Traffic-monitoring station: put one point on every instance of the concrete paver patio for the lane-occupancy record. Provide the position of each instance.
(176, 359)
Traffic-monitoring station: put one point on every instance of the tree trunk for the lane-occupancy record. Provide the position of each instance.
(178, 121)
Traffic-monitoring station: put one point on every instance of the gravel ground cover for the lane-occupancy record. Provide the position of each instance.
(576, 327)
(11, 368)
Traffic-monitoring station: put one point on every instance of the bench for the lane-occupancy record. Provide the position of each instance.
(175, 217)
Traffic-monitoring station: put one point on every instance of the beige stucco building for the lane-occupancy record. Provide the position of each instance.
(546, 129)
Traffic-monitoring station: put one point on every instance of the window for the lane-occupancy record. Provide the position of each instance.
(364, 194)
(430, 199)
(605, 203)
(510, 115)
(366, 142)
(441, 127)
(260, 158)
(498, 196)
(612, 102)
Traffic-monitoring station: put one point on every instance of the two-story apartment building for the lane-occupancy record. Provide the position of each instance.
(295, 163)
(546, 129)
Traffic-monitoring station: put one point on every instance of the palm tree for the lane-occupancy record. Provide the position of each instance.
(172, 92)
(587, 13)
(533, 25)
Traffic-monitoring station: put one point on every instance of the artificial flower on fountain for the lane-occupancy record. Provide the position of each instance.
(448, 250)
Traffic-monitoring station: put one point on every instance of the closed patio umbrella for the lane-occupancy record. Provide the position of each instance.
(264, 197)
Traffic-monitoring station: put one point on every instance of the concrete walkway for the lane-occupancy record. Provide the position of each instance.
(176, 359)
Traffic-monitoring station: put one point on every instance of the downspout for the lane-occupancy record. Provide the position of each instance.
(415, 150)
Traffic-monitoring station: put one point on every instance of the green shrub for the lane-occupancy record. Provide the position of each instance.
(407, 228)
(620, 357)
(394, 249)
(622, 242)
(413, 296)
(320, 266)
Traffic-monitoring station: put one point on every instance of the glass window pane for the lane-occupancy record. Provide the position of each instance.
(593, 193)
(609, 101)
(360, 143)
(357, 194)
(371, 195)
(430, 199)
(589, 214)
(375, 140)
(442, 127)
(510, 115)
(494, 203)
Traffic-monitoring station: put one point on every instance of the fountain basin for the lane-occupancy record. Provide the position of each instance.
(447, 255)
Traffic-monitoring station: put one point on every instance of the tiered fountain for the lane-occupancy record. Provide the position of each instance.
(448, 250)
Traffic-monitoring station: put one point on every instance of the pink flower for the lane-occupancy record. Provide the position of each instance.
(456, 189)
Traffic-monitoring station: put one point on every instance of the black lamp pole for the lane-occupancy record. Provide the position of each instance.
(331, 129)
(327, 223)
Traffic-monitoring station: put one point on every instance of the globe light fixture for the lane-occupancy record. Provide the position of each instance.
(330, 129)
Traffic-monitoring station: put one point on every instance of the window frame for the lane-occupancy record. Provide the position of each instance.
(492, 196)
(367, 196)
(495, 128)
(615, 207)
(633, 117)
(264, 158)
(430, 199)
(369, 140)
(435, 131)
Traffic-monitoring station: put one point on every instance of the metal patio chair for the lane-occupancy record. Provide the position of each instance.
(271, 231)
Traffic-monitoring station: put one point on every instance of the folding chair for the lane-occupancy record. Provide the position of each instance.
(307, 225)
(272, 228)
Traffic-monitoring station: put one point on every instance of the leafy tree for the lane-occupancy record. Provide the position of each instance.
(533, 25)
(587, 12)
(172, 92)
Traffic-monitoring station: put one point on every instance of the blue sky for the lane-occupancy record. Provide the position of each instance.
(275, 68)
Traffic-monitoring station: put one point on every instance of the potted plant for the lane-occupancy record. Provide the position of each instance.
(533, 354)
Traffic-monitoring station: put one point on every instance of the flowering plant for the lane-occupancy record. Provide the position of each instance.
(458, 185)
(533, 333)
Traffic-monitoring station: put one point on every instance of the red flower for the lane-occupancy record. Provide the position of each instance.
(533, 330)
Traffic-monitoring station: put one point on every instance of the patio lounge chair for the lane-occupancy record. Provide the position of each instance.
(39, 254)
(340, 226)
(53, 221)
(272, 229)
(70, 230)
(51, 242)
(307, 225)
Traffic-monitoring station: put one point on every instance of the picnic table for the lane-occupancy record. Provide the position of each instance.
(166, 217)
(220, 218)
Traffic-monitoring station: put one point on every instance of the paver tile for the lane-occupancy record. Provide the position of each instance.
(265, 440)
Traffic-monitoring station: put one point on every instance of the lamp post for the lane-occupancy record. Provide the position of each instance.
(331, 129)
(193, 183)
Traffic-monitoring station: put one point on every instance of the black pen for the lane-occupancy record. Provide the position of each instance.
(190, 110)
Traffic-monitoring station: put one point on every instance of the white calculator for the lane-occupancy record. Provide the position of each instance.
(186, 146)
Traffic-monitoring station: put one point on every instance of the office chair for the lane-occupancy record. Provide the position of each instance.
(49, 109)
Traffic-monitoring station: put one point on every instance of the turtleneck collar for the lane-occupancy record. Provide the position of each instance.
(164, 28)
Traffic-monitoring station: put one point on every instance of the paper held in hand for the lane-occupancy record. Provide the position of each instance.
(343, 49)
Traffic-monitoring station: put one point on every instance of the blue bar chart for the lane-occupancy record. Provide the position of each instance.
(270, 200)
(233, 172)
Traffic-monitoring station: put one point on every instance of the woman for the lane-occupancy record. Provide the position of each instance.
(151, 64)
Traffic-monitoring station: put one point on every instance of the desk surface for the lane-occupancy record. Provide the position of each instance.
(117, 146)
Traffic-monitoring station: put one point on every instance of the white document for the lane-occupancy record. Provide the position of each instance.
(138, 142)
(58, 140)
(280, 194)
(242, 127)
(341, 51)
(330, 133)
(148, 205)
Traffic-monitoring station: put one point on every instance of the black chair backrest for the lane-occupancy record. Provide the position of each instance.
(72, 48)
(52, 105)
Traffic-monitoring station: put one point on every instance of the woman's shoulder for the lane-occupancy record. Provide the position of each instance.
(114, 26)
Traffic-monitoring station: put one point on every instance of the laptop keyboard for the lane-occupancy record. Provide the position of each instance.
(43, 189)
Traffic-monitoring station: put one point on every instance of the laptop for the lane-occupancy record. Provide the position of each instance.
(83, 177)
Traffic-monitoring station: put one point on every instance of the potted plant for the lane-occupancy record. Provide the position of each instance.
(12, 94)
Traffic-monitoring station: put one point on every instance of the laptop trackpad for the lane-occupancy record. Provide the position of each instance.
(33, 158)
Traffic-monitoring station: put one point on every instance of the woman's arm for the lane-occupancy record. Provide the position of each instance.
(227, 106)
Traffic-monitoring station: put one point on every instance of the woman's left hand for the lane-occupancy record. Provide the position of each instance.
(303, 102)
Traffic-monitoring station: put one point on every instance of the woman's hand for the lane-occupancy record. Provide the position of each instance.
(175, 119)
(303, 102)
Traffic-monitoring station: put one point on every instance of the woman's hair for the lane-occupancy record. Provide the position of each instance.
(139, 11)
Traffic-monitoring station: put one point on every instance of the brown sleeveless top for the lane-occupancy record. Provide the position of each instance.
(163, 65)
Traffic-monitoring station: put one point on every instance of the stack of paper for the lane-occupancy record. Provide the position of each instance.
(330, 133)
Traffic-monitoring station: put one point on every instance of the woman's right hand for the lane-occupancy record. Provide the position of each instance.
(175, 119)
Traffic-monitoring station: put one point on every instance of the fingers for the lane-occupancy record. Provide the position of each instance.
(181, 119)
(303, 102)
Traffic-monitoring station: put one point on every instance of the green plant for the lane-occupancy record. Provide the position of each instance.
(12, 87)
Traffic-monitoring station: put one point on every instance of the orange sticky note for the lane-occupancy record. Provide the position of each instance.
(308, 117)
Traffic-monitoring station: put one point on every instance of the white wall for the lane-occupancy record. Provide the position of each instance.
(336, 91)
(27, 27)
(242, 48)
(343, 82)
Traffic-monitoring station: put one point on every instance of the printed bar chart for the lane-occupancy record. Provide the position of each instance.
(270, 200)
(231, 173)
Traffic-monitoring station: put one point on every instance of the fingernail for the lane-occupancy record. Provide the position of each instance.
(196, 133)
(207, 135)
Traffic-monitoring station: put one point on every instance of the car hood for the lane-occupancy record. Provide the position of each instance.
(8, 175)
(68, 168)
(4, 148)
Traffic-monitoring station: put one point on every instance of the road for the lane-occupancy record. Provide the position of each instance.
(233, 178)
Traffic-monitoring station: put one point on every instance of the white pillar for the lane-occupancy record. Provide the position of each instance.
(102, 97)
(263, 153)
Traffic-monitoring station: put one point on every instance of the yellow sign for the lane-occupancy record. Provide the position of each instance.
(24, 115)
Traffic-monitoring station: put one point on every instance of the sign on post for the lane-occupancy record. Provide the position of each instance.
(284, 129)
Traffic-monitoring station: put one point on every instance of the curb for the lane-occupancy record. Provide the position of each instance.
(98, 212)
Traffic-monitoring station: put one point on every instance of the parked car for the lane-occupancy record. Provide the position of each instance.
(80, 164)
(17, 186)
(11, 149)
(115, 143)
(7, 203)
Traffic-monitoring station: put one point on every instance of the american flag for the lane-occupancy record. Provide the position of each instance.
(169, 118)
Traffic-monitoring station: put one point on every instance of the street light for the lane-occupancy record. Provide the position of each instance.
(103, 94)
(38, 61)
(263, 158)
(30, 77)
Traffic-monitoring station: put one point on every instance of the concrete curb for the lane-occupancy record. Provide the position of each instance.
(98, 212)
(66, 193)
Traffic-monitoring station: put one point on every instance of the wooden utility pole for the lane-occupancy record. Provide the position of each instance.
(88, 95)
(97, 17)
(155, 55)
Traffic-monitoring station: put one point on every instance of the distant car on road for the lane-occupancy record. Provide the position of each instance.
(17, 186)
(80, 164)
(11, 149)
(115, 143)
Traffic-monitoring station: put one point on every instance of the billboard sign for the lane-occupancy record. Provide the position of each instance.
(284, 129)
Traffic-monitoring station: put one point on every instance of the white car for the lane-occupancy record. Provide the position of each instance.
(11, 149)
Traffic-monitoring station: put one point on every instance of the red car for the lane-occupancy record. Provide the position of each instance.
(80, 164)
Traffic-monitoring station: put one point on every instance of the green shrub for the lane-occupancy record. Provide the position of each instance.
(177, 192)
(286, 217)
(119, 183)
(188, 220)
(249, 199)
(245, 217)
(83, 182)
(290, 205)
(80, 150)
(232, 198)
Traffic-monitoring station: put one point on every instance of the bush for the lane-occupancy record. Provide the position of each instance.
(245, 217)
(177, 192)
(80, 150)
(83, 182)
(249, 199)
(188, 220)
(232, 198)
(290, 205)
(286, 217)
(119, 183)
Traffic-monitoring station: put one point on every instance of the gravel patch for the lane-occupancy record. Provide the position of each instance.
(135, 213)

• • • •

Starting at the line that contains "of the bush", repeat each line exactly through the last one in the listing. Include both of those lines and nothing more.

Traffic-monitoring station: put one point on every instance of the bush for the lane-occupancy record. Provide the position of each instance.
(245, 217)
(177, 192)
(80, 150)
(83, 182)
(249, 199)
(188, 220)
(232, 198)
(290, 205)
(286, 217)
(119, 183)
Traffic-monitoring station: put one point on every instance of the gravel patch for the lane-occupancy record. Provide the position of each instance.
(135, 213)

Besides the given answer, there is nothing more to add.